● THE PROBLEM
The lines to repeat are those below from the one containing "column 416, row 127" down to the one containing "column 444, row 114", both included; reproduce them exactly and nothing else.

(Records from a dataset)
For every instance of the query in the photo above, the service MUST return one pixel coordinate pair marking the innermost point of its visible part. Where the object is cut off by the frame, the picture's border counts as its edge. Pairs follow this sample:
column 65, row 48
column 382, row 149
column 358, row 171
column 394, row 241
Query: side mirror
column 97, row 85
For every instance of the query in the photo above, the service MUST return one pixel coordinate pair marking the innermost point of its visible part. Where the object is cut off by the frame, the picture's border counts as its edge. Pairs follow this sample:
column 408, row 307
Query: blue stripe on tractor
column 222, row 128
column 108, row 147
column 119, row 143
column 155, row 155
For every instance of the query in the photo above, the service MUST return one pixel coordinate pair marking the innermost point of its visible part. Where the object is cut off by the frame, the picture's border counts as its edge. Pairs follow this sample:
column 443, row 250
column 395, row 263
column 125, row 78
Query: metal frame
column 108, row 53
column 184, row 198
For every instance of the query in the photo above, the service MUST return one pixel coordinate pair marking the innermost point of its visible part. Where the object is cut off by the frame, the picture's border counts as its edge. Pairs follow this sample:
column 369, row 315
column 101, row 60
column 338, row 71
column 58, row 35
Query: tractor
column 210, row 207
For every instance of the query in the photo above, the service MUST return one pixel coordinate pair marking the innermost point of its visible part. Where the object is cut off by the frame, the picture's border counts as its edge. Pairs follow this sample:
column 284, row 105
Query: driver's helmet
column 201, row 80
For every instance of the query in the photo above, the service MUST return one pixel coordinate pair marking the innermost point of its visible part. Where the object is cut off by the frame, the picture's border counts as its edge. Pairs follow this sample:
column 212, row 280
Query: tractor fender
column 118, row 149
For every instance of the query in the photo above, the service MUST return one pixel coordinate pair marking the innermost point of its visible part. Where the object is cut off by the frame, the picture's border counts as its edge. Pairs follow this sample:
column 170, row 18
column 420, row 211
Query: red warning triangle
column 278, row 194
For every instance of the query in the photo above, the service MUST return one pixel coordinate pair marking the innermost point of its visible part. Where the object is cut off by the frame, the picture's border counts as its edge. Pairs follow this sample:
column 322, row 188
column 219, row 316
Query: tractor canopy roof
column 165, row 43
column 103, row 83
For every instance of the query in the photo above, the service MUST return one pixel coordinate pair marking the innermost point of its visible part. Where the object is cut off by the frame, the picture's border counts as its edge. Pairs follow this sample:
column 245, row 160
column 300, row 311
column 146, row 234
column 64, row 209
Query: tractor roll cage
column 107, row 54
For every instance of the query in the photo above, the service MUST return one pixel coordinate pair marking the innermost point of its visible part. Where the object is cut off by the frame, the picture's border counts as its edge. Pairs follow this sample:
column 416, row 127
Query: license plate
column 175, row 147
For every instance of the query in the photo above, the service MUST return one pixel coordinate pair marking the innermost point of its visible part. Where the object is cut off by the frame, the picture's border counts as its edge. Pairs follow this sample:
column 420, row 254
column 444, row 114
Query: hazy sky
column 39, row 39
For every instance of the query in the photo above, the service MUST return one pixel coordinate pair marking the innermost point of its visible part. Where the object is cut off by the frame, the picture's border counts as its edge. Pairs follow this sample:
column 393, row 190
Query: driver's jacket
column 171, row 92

● SOLUTION TO THIS EXERCISE
column 416, row 127
Query: license plate
column 175, row 147
For every instance of the query in the photo above, the service MUST return one pixel coordinate pair marking the innermost point of its visible part. Where the object is cut off by the frame, the picture's border counts as its edge. Pairs follow this sample:
column 420, row 254
column 444, row 114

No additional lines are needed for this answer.